|
||
Compte rendu par Guillaume Bureaux, Université Rouen Normandie Nombre de mots : 2226 mots Publié en ligne le 2019-04-30 Citation: Histara les comptes rendus (ISSN 2100-0700). Lien: http://histara.sorbonne.fr/cr.php?cr=3513 Lien pour commander ce livre
Si l’on ne devait retenir de l’ouvrage de Katherine Anne Wilson qu’une seule idée concernant la tapisserie médiévale, ce serait que celle-ci, et en particulier celle produite dans les terres de la Grande Principauté de Bourgogne, nous révèle, seule, les liens asymétriques existants entre les ducs d’une part, les artisans, les membres de la noblesse et les centres de pouvoir occidentaux d’autre part.
D’abord la tapisserie demeure le témoin du lien privilégié qui existe entre le commanditaire et les artisans. Qu’il s’agisse d’un partenariat de longue date ou de commandes plus ponctuelles, le tapissier entretient un lien particulier avec le duc car ses services sont multiples : dessins, réalisation, livraison, entretien, transport, conservation et restauration. La tapisserie est un objet politique et diplomatique d’importance nécessitant un soin tout particulier à chaque étape de sa « vie », soin que l’artisan est à même de lui prodiguer.
Dans un second temps, la tapisserie marque et structure la relation qu’ont les ducs avec eux-mêmes et avec leur espace. Quelle que soit la forme que celle-ci prenne (housses de coussins, couvertures, ornements de meubles ou grands pans pendus sur les murs), elle est un marqueur de l’espace des résidences ducales. Par le programme iconographique qui lui est propre, la tapisserie donne une identité et une fonction particulière à la pièce où elle est installée. Plus encore, elle peut être utilisée pour diviser un même espace en plusieurs zones, en plusieurs lieux, sorte de parcours liminaire et symbolique. En outre, la tapisserie marque et soutient à la fois le message politique et l’image d’eux-mêmes que les ducs souhaitent diffuser auprès de leurs invités. Enfin, la tapisserie est un objet mémoriel d’importance. Installée dans une chapelle, elle a pour fonction de maintenir vivace le souvenir d’une famille, d’une dynastie, voire d’un ancêtre, par l’apposition des armes familiales dans ou autour de la scène représentée.
Enfin, la tapisserie est un objet important dans les échanges diplomatiques et dans la constitution des liens qui vont unir la famille des Valois-Bourgogne avec les membres de leur maison, avec les grandes cours occidentales et, bien évidemment, avec le roi de France et ses proches. Elle permet notamment à Philippe le Hardi de préparer son projet de croisade en assurant à son fils, le comte Jean de Charolais, futur Jean Sans Peur, le soutien du Grand Maître de l’Ordre Teutonique ainsi que des membres de grandes familles comme les Trémoille. Elle permet également la favorisation des négociations avec le Sultan Bayézide après la défaite de Nicopolis et la capture de l’héritier ducal. Enfin, la tapisserie donne l’opportunité de conclure des alliances tant économiques que familiales et constitue l’un des leviers pour désamorcer de possibles conflits dynastiques.
= = = =
ÉNONCÉ DE L'EXERCICE: Traduisez en anglais cette phrase du compte rendu sur la tapisserie ci-dessus : « La tapisserie est un objet politique et diplomatique d’importance nécessitant un soin tout particulier à chaque étape de sa « vie », soin que l’artisan est à même de lui prodiguer. »

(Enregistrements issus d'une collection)
= = = =
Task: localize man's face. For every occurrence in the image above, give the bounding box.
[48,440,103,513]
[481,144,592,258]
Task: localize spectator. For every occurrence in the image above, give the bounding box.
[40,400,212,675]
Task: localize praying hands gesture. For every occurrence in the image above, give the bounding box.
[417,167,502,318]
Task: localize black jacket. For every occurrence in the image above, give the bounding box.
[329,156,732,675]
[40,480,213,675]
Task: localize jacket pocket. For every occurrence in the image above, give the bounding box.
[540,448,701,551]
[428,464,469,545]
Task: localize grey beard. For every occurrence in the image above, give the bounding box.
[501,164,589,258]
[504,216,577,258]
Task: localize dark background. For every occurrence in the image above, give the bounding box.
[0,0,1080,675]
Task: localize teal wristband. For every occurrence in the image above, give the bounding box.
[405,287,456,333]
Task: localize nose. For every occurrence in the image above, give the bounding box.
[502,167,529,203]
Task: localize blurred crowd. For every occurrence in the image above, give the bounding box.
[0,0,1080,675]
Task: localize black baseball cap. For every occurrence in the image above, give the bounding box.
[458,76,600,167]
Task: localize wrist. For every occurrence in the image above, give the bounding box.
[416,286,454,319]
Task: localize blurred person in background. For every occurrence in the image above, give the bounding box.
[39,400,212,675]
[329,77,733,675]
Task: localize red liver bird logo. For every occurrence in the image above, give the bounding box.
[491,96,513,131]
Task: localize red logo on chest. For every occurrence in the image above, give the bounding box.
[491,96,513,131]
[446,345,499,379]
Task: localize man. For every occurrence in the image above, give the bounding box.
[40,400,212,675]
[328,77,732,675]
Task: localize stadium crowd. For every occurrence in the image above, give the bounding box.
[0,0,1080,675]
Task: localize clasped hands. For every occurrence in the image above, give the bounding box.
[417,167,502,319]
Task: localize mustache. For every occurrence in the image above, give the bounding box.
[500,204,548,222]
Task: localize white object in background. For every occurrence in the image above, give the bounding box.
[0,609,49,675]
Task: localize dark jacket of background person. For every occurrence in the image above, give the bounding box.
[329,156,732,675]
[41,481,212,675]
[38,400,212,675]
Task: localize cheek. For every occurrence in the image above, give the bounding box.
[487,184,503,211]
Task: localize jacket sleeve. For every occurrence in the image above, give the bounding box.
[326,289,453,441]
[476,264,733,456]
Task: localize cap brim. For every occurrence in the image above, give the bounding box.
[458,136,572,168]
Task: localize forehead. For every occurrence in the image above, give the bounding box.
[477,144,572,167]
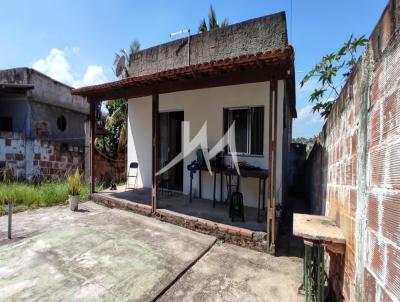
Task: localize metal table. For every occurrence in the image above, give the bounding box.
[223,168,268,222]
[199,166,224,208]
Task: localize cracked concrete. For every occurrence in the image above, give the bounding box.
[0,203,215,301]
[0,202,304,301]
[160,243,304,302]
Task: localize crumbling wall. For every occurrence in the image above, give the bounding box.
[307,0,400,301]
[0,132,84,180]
= = = =
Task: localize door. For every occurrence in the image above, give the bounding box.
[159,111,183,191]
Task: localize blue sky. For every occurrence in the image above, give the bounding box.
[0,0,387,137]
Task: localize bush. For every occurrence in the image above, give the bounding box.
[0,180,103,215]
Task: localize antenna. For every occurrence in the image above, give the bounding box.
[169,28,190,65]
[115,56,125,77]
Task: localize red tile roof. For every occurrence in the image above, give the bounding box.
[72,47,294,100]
= = = =
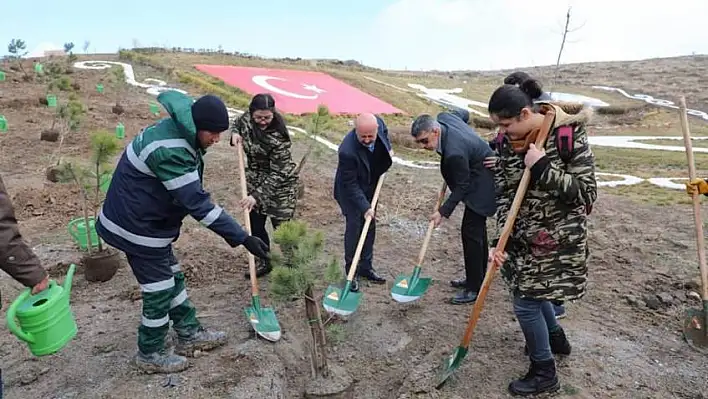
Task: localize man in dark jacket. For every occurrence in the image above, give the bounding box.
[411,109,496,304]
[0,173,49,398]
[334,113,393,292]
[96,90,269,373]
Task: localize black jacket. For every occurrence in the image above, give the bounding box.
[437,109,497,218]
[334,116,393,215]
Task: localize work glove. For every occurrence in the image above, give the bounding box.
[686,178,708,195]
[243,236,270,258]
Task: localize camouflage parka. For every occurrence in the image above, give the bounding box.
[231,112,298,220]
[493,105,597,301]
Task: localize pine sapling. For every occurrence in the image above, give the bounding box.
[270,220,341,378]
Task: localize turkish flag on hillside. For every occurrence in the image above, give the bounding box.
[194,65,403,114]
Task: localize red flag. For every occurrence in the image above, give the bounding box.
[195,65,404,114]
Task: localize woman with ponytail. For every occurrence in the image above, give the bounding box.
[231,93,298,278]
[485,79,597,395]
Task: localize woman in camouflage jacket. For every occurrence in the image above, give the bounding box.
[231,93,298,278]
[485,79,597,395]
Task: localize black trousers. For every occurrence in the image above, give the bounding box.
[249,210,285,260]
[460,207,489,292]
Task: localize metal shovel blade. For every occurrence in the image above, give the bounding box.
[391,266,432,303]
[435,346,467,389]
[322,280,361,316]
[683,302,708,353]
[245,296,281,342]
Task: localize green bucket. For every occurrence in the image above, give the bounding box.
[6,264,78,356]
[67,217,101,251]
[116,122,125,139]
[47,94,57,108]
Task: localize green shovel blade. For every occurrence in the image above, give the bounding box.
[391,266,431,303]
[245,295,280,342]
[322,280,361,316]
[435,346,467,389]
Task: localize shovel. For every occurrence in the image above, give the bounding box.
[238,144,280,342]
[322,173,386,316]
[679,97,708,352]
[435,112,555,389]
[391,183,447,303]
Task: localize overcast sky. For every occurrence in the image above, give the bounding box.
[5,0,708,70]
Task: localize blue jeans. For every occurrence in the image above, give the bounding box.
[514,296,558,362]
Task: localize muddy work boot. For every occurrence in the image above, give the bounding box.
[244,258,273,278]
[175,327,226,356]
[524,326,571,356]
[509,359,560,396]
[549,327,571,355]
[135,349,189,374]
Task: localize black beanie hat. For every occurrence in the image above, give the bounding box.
= = = =
CORRIGÉ: Tapestry is an important political and diplomatic object requiring very particular care at every stage of its "life," care that the artisan is able to provide.